▶ [TEXTE À LIRE]:
-=-=-=-=-

(Hong Kong) La fondue chinoise, plat convivial dont raffolent d’ordinaire les Hongkongais, a perdu les faveurs de la population à cause du nouveau coronavirus, depuis que 10 membres d’une même famille ont été contaminés en en partageant une.

C’est dans tout le pays un incontournable de la gastronomie chinoise, en particulier quand le mercure chute en hiver. Et les Hongkongais, en temps normal, aiment à se retrouver autour de ce bouillon maintenu chaud au milieu de la table, dans lequel ils plongent viandes, légumes ou fruits de mer.

Mais leur appétit pour les « hotpots », comme on les appelle à Hong Kong, a chuté en apprenant la contamination au nouveau coronavirus de plusieurs membres d’une même famille, qui avaient partagé à l’occasion du Nouvel An lunaire une fondue avec un proche arrivé infecté de Chine continentale.

-=-=-=-=-

▶ [DONNÉES FOURNIES]:

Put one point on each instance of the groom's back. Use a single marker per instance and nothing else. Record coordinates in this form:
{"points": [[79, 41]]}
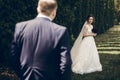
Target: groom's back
{"points": [[38, 39]]}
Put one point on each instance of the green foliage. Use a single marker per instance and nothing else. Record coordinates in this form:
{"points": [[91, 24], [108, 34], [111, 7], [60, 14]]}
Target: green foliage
{"points": [[71, 13]]}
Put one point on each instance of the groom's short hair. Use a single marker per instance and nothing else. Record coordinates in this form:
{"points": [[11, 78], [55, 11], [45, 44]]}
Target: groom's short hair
{"points": [[47, 6]]}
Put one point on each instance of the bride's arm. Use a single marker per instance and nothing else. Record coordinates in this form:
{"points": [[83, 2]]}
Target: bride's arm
{"points": [[86, 33]]}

-=-=-=-=-

Poursuivez le texte sur la fondue chinoise et le coronavirus à Hong Kong à partir de sa dernière phrase.

Alors qu’un dixième cas au sein de la même famille a été confirmé en début de semaine, l’affaire a fait plonger le cours de bourse des chaînes de restauration spécialisées dans la fondue et possédant des enseignes à Hong Kong.

Xiabuxiabu a perdu 7,1 %, Haidilao 4,8 % tandis que Yihai International, qui fabrique des assaisonnements pour les fondues, a reculé de 2,7 %.

Les chaînes hongkongaises Fairwood, Cafe de Coral, Yoshinoya et Maxim’s ont annoncé de leur côté qu’elles retiraient temporairement la fondue de leurs menus.

« Qui va s’asseoir à côté ? »

PHOTO ANTHONY WALLACE, AGENCE FRANCE-PRESSE

Sam Wong, propriétaire de 66 Hotpot, restaurant familial à fondue du quartier populaire de Mongkok, prend la température de tous les clients qui franchissent la porte de son établissement.

La société Maxim’s a par ailleurs indiqué que deux des personnes contaminées en partageant la fondue travaillaient dans deux de ses restaurants, qui vont être fermés afin d’être désinfectés.

Haidilao, plus grande chaîne chinoise de fondues, a carrément fermé toutes ses enseignes en Chine continentale, où le virus a contaminé plus de 44 000 personnes et fait plus de 1100 morts.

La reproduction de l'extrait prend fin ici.